Passage given:

━━━━━━━━━━

Dan and George are partners in a computer and software consulting business. Dan notices sales are down and wants to retire. George wants to start his own company. The problem is that the partnership owns over $3,000,000 in computers and software which George would like to use for his business. They also own copyrights to the software and patents for them as well. They cannot agree on a buy out for Dan, nor can they agree on how to split the assets. Dan sues and after $40,000 in pleadings, depositions, motions and judicial conferences, there is no resolution?
Mary cares for her mother who is 85 years old. Mom has a home in Chester County, Pennsylvania and a home on the Jersey shore. She also owns over $700,000 in investments. Joan lives in Western Pennsylvania, near Pittsburgh, and sees her mother once or twice per year. She calls mom two to three times per month. Mom dies and Joan finds that mom has left everything to Mary in her will. Joan sues in Orphan’s Court claiming undue influence. After $25,000 in litigation expenses, the case is ready for trial and her lawyer says that the chances of her winning are a long shot?
What can you do? Isn’t there a better way? Yes, there is. More and more of these disputes are handled privately with minimal litigation costs. The parties involve themselves in what is called Alternative Dispute Resolution. There are three basic methods: Mediation, Arbitration and Private Settlement Services. They are described as follows:
Mediation
The role of mediator is to be neutral; he/she cannot take sides or judge who is right or who is wrong. The mediator’s job, quite simply, is to lead the parties to their own resolution. Each party has the right to be assisted by legal counsel, if desired. The advantages to mediation are many: it reduces costs, in many cases it may resolve personal conflicts and, most importantly, the parties control their own fate. If the parties agree, the mediation can be binding. You can actually walk out of the room with an agreement in your hands which would be enforceable in the future.

━━━━━━━━━━

Dataset:

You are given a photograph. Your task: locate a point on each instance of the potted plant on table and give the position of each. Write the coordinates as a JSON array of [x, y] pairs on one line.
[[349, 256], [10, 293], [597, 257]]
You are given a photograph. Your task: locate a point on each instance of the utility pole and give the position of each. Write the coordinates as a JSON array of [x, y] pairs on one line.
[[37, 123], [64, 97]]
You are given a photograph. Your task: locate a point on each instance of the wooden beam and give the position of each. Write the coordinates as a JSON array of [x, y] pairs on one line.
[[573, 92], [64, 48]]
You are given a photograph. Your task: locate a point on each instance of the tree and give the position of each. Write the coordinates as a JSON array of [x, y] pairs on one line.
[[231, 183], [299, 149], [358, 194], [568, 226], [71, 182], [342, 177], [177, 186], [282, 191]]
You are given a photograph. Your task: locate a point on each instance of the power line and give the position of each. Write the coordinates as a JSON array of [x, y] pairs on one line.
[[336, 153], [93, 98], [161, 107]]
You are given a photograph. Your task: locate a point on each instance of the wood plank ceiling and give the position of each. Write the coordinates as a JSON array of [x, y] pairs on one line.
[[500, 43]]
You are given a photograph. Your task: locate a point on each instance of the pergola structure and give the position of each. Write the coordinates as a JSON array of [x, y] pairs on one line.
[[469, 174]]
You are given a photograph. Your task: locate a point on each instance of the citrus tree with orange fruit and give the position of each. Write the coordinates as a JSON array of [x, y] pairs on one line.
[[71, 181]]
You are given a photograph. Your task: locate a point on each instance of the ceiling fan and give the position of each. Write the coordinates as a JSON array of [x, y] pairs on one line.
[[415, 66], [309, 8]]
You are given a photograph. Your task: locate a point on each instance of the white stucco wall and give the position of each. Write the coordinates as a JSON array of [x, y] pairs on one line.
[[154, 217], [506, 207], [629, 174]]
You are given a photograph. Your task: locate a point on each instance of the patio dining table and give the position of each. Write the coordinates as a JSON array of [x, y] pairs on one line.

━━━━━━━━━━

Task:
Answer these questions from the text on alternative dispute resolution:
1. What value of computers and software does Dan and George's partnership own?
2. In which court does Joan file her suit?
3. Under "Mediation," what two things is the mediator unable to do?
The listing isn't needed for anything here.

Correct result:
1. Over $3,000,000.
2. Orphan's Court.
3. Take sides, or judge who is right or who is wrong.